## Given request 1:
From the blog post about top-performing marketing organizations, transcribe the stretch from "It does, however, include" through "mature technology category.".
## Given request 2:
According to the blog post about top-performing marketing organizations, what share of all survey participants counted as top performers?
## Given request 3:
List every job title that the blog post about top-performing marketing organizations names for the 83% of survey respondents.

## Given text:

------------------------

The rules of B2B marketing are constantly changing. What worked yesterday won't necessarily work today. . .or tomorrow. This blog presents information, opinion, and speculation about where B2B marketing is headed.
Sunday, November 25, 2018
What Distinguishes Top-Performing Marketing Organizations
A recent survey by B2B Marketing and The Mx Group identified several differences between top-performing and poorly-performing B2B marketers. Not surprisingly, the research revealed that the best-performing marketing organizations excel at maintaining accurate data and integrating data systems, fully leveraging technology, and closely aligning with sales.
This survey included respondents working in a range of industries, with technology (27%), professional services (16%), and industrial/manufacturing/engineering (13%) being the largest segments represented. Eighty-eight percent of the respondents were located in the U.S. or the U.K., and 83% were CEOs, CMOs/VPs of marketing, directors of marketing, marketing managers, or marketing executives.
To identify the distinguishing attributes and behaviors of top-performing marketers, B2B Marketing and The Mx Group polled survey participants about ten factors that affect marketing performance. Top performers (17% of all survey participants) were respondents who rated themselves as successful or very successful across all survey questions. Poor performers (14% of all survey participants) were respondents who rated themselves as unsuccessful across all survey questions.
The following table lists the ten marketing performance factors that this research addressed. The table also shows the percentages of top performers and poor performers for each factor and the percentage point difference between top-performing and poorly-performing respondents. As the table shows, there is a gap of more than thirty percentage points between top performers and poor performers for seven of the ten marketing performance factors.
The data from this survey is interesting, but with a few exceptions, the reported findings leave a significant "hole in the middle." As noted earlier, top performers included only those respondents who rated themselves as successful or very successful on all ten performance factors, while poor performers were respondents who rated themselves as unsuccessful on all of the factors. Together, the top performers and the poor performers account for only 31% of the total survey respondents. So, 69% of the respondents fell somewhere in the middle, and the survey report provides little data about the attributes of those respondents.
It does, however, include overall response data regarding two important issues. First, only 31% of all survey respondents said they have fully deployed their marketing automation system. I would have expected this percentage to be higher by now, given that B2B marketing automation is a relatively mature technology category.
But other recent research has produced similar results. For example, in the 2019 Data-Driven Marketing & Advertising Outlook study conducted by Adweek Branded on behalf of Dun & Bradstreet, only 26% of surveyed B2B marketers said they use the "advanced functions" of their marketing automation platform. Another 31% of the survey respondents said they only use the "basic functions" of their marketing automation system.
The other somewhat surprising finding in the B2B Marketing/Mx Group survey relates to marketing-sales alignment. The survey report states that most of the surveyed marketers claim success at aligning with sales. However, specific survey findings raise some doubt about the accuracy of this perception.

------------------------

## Supplied information:
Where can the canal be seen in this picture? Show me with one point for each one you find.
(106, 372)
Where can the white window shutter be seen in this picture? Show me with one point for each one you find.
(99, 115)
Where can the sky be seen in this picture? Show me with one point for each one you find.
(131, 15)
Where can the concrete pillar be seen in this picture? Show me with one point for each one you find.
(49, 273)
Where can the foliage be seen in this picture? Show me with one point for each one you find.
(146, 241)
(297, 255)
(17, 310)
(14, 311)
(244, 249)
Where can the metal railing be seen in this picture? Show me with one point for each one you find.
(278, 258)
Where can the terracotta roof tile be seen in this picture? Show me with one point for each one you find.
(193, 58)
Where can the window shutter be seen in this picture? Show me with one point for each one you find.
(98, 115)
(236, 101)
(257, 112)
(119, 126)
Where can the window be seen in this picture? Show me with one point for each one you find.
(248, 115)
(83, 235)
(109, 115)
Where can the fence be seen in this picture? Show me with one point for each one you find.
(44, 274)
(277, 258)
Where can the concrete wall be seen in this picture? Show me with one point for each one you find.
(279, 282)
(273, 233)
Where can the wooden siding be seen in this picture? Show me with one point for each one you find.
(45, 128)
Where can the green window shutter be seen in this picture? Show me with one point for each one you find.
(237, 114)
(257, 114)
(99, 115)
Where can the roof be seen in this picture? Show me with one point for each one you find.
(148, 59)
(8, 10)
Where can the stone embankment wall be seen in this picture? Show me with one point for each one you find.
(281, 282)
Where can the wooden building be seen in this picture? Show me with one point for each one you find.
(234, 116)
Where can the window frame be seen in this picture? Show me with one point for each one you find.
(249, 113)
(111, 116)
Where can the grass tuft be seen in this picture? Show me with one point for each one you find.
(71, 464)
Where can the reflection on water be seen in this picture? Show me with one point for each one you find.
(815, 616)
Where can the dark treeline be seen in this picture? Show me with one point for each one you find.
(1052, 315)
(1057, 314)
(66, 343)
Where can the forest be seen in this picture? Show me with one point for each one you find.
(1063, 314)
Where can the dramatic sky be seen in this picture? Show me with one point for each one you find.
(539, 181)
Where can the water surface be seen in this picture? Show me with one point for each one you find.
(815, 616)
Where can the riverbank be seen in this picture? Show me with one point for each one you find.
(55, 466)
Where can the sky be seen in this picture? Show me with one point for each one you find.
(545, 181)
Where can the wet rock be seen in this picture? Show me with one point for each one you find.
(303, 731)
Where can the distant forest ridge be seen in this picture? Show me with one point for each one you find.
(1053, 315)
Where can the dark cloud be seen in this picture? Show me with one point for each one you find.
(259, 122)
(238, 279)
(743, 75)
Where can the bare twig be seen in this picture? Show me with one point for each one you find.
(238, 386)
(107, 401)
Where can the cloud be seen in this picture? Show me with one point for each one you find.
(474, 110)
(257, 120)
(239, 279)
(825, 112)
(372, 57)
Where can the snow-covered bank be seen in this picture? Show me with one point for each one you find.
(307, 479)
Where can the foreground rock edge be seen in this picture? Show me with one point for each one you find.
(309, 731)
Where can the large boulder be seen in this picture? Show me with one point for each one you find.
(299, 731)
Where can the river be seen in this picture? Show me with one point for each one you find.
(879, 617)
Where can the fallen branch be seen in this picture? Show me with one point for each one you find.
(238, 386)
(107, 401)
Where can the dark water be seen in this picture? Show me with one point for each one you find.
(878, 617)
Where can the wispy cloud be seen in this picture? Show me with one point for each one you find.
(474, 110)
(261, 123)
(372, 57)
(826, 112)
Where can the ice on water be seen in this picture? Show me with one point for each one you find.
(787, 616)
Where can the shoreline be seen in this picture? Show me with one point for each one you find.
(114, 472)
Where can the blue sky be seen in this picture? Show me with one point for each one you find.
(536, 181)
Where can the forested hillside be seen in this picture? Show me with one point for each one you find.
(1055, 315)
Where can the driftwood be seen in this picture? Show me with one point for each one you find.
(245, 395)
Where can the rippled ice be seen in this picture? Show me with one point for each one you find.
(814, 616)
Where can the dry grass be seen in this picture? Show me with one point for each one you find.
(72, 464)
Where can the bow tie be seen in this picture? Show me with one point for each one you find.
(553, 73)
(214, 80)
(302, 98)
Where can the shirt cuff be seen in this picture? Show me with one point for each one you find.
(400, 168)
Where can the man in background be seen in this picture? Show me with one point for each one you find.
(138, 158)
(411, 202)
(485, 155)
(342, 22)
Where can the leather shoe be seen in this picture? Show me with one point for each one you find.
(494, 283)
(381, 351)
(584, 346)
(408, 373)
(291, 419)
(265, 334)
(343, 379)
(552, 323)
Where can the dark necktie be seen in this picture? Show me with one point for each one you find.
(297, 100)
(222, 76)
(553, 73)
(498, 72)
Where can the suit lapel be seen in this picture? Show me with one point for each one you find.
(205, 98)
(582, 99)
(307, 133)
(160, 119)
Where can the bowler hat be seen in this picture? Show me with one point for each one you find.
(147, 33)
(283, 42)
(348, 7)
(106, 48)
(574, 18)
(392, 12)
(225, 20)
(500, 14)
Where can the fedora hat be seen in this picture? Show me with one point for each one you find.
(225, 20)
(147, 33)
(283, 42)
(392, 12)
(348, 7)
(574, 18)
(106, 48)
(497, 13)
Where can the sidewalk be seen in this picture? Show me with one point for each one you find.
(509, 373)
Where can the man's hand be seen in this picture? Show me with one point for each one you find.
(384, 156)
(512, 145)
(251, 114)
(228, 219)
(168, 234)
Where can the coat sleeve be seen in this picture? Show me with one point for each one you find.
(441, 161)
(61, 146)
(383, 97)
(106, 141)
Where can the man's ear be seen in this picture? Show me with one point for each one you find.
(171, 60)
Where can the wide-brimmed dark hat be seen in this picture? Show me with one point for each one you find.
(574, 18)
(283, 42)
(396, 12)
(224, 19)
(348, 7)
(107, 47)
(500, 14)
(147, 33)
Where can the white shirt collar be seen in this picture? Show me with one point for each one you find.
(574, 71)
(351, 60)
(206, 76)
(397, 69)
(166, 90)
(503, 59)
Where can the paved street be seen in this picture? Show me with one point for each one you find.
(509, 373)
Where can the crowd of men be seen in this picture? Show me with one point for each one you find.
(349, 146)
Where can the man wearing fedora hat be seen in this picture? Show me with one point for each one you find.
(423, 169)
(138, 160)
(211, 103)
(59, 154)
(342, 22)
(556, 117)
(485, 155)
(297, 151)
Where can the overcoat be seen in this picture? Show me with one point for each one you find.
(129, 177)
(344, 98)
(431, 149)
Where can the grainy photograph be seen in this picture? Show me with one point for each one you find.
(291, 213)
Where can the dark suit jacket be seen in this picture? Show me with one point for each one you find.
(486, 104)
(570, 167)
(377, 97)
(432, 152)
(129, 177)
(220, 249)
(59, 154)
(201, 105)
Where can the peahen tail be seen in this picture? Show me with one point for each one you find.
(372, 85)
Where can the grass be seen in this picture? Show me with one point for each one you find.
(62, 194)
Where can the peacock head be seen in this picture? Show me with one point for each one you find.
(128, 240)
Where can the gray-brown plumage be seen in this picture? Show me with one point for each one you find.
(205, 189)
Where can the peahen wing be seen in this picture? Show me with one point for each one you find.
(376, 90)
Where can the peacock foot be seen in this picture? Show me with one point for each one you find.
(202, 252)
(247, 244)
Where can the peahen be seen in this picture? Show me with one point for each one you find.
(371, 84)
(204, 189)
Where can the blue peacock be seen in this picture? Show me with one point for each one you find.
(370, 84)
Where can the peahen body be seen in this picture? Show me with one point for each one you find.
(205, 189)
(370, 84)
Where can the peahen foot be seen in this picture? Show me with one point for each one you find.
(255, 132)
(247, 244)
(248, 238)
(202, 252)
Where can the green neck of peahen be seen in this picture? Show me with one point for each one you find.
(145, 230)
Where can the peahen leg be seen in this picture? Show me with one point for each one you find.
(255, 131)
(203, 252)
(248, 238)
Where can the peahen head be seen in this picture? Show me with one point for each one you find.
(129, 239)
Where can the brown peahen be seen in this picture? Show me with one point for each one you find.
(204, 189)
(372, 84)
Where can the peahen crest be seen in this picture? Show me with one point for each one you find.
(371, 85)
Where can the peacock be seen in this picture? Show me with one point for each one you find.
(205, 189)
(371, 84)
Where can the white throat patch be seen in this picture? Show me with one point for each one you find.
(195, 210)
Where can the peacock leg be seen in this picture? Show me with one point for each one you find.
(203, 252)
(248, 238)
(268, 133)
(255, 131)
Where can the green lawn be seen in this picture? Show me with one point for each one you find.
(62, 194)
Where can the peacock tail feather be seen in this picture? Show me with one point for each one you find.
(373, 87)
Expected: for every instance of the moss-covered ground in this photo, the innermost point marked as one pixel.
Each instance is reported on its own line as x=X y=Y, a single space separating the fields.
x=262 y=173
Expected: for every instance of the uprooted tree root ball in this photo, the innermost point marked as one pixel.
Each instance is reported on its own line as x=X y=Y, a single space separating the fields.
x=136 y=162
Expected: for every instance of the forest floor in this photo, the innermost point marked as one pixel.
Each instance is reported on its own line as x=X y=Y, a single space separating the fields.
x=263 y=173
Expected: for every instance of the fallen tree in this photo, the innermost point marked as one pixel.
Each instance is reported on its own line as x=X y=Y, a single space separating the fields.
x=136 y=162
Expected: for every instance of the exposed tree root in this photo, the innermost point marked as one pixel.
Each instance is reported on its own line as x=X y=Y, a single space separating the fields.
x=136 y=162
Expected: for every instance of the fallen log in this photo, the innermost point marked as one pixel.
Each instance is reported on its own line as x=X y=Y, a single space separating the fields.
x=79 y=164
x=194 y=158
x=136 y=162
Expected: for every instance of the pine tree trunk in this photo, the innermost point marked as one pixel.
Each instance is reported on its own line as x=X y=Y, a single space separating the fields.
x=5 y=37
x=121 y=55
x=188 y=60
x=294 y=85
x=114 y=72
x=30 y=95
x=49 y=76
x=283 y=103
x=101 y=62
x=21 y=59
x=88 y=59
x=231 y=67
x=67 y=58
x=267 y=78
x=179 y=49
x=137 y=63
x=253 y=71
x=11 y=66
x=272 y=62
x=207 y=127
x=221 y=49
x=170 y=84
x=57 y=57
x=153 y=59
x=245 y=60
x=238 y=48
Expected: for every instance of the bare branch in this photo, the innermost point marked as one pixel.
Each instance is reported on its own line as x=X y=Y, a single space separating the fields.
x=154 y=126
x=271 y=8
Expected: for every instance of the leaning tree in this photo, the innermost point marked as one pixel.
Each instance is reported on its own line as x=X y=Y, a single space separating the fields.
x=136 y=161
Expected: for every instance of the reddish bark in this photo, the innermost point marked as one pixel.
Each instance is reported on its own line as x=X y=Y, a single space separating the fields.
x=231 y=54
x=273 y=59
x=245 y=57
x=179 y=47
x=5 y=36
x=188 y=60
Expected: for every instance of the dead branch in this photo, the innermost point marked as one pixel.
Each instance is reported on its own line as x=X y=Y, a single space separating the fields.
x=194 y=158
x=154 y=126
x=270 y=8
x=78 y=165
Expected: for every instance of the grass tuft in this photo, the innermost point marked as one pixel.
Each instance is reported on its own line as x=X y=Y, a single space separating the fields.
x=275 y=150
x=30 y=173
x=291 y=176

------------------------

## Expected answer 1:
It does, however, include overall response data regarding two important issues. First, only 31% of all survey respondents said they have fully deployed their marketing automation system. I would have expected this percentage to be higher by now, given that B2B marketing automation is a relatively mature technology category.

## Expected answer 2:
17% of all survey participants.

## Expected answer 3:
- CEOs
- CMOs/VPs of marketing
- Directors of marketing
- Marketing managers
- Marketing executives